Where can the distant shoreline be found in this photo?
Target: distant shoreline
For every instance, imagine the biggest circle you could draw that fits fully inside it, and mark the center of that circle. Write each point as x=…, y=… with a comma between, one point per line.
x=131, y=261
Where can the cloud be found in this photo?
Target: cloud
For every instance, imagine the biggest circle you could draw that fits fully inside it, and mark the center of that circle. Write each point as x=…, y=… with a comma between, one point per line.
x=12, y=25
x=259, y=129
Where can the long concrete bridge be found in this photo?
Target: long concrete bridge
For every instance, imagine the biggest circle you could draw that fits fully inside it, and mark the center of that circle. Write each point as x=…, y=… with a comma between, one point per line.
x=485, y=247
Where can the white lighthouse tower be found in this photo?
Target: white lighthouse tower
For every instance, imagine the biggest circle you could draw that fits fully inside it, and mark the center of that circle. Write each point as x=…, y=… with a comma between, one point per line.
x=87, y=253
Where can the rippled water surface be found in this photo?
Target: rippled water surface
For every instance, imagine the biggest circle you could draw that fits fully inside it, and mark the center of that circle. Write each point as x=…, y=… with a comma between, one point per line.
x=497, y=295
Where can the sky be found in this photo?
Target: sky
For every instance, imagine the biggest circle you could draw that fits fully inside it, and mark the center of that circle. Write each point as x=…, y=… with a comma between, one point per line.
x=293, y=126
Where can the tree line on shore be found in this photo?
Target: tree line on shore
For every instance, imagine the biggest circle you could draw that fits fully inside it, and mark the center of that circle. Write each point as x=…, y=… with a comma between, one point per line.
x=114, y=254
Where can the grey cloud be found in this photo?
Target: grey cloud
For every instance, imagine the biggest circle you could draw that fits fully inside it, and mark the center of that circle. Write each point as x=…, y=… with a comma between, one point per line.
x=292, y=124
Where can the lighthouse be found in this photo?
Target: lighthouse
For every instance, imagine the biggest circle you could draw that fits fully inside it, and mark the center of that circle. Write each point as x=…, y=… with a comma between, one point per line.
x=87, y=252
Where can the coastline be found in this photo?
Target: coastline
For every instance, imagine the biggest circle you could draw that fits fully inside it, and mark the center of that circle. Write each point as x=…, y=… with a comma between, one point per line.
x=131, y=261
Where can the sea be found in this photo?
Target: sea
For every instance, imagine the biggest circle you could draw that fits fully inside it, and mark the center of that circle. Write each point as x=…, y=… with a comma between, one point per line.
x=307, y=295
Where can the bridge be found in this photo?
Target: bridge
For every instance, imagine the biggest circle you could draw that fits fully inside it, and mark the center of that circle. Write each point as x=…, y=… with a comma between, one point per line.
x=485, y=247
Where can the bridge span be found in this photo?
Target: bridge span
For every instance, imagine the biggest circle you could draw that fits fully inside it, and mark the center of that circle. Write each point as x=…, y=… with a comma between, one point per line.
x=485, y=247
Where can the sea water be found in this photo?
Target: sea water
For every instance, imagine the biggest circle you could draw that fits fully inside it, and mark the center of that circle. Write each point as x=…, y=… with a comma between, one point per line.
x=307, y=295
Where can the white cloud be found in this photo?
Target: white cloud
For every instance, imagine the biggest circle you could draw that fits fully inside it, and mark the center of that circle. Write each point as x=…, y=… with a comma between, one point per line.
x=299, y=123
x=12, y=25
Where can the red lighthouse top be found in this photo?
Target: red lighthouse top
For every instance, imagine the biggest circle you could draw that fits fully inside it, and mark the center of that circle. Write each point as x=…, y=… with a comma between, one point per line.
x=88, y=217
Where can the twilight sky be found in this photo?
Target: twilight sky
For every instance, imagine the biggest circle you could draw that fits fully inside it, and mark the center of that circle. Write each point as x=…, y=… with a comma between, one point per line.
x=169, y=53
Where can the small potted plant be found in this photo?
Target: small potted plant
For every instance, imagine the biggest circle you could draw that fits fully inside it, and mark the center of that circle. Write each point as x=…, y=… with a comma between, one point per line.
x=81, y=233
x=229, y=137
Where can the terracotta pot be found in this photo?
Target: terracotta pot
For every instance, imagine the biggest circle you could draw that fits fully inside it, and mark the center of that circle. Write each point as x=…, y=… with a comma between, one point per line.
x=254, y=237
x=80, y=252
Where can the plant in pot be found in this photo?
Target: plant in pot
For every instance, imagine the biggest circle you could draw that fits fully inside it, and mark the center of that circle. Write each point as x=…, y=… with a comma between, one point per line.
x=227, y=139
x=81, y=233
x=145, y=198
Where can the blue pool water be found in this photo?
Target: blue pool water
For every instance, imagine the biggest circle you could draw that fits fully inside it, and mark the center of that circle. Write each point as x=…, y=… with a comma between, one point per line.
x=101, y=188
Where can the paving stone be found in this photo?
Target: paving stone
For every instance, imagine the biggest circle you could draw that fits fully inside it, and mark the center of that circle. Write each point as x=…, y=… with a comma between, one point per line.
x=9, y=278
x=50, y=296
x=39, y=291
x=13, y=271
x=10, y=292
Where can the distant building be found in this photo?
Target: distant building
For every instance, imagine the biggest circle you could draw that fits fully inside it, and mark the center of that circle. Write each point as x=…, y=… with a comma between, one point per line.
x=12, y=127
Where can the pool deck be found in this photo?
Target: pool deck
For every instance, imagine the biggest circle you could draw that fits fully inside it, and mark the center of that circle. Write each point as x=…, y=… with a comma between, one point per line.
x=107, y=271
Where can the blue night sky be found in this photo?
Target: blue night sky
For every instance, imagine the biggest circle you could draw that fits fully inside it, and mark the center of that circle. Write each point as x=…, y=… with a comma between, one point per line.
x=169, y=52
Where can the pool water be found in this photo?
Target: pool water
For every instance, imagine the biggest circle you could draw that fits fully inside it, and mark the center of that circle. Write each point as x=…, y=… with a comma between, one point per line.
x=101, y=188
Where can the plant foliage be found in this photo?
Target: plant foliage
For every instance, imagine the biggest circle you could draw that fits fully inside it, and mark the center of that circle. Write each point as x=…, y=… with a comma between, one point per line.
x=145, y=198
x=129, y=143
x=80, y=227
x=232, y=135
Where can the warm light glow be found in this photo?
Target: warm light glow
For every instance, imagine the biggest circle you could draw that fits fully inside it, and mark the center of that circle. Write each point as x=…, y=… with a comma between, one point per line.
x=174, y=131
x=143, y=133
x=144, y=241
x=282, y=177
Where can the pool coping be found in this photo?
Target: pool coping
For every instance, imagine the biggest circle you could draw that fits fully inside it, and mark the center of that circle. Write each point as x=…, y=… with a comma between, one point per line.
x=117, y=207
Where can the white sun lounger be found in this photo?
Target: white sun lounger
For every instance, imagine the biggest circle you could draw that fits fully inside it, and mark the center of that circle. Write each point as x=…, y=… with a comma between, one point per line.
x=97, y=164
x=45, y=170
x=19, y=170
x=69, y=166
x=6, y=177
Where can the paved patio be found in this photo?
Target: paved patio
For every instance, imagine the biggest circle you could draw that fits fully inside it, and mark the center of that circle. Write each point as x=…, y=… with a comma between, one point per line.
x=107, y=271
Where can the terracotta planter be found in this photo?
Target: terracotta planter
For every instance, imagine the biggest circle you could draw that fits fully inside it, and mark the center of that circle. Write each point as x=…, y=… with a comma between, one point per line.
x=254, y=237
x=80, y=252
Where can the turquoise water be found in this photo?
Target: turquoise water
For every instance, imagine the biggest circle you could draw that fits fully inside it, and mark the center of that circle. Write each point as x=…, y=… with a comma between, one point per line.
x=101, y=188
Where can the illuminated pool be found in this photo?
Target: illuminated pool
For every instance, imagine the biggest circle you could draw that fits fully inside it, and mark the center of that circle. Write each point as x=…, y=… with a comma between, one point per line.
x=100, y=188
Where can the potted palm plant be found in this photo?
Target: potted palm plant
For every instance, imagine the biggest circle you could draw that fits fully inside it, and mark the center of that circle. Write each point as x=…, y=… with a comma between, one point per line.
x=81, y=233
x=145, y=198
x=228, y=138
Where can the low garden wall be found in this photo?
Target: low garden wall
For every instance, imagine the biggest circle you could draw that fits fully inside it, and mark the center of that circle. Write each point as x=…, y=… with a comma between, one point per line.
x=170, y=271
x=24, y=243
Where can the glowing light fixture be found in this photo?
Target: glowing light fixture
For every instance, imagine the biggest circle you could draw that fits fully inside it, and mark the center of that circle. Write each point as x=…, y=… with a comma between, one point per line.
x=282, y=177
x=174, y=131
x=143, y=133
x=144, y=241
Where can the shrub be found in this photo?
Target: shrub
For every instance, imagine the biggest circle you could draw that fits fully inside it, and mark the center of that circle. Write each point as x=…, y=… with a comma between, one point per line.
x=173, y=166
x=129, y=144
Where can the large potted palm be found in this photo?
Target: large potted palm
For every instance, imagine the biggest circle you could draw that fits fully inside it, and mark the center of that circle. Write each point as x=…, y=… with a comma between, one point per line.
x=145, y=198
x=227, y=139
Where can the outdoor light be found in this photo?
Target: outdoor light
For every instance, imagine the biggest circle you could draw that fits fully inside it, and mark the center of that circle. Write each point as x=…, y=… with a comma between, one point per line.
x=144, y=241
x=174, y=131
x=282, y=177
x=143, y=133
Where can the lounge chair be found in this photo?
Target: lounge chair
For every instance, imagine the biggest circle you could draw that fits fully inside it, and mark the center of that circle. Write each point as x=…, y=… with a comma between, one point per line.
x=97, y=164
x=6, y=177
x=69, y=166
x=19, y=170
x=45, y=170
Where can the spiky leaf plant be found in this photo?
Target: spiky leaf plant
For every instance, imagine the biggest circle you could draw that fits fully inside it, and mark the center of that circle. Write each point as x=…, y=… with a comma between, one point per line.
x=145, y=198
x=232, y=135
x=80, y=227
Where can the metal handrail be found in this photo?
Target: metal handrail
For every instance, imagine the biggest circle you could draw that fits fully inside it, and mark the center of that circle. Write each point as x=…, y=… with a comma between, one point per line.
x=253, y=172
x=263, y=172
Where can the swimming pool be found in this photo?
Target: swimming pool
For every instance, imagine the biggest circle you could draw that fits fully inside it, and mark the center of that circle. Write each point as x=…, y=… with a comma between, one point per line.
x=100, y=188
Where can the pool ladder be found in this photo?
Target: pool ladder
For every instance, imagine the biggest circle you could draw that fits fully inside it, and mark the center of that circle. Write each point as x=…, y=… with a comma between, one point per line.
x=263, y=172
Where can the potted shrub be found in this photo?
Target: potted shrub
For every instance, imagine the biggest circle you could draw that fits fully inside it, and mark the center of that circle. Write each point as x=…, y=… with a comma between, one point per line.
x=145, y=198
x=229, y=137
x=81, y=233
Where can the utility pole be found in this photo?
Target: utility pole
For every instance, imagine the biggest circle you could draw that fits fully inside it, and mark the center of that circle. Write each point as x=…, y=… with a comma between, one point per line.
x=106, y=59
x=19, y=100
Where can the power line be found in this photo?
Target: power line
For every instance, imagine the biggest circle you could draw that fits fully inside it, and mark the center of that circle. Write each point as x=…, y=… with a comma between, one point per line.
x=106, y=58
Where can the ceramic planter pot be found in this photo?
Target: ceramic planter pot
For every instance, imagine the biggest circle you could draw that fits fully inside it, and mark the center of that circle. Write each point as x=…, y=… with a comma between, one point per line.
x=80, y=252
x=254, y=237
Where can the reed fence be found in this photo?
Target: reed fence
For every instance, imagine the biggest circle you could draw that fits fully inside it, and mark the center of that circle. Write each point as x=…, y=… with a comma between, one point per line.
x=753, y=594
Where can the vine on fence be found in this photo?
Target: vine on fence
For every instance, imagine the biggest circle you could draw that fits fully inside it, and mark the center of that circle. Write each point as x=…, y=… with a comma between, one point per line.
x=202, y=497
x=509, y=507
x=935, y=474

Work to complete – Rewrite the lines from the one containing "Where can the sky be found in this photo?" through the one containing "x=293, y=126", inclusive, swapping "biggest" for "largest" and leaving everything else unchanged.

Output for this task –
Where can the sky be found in this photo?
Target: sky
For every instance, imagine the largest circle you could draw that fits fully inside it, and mark the center of that circle. Write each point as x=…, y=… with a comma between, one point per line.
x=293, y=126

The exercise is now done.